Collect every line of the items below that contains the word "onion". Case counts, so a line matches only where the letters agree in case.

Coordinate annotation entries:
⟨

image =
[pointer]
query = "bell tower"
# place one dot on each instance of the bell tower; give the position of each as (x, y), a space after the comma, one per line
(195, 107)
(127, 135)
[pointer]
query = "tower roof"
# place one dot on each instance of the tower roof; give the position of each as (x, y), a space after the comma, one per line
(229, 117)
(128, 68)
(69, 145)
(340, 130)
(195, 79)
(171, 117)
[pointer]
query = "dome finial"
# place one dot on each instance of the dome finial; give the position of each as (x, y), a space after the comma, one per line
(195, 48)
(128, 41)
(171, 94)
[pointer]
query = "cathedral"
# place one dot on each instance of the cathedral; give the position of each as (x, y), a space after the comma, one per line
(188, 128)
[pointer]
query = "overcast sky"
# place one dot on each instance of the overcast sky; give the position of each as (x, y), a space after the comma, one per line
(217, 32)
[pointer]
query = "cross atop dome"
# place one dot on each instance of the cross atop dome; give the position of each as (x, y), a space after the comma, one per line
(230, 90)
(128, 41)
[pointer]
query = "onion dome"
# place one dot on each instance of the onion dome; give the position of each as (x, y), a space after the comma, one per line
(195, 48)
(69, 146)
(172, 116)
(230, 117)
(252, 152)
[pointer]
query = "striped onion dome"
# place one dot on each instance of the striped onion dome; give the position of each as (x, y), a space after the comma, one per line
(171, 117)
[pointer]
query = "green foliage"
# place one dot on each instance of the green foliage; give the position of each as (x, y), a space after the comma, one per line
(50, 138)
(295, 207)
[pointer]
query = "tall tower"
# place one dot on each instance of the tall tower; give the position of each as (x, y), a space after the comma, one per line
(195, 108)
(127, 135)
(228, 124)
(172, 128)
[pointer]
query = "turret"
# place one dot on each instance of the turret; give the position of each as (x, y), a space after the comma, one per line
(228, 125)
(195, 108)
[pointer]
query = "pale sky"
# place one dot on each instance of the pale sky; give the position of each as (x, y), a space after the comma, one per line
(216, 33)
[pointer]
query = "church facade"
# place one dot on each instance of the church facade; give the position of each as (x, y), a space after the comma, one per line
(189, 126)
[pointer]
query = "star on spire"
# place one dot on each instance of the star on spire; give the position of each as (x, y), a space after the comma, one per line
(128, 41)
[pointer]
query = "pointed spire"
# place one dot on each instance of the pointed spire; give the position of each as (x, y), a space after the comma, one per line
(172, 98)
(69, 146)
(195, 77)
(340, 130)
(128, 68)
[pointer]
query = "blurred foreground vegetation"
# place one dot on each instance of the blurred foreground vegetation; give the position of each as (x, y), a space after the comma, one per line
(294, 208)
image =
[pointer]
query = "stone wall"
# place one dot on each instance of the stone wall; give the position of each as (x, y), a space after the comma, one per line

⟩

Complete answer:
query = "onion dome"
# place one dot on each instance of the onion dome; give the position of each as (x, y), a space after the comma, one per line
query = "striped onion dome"
# place one dot on each instance of the striped onion dome; give the position of each as (x, y), a space after the comma, one per line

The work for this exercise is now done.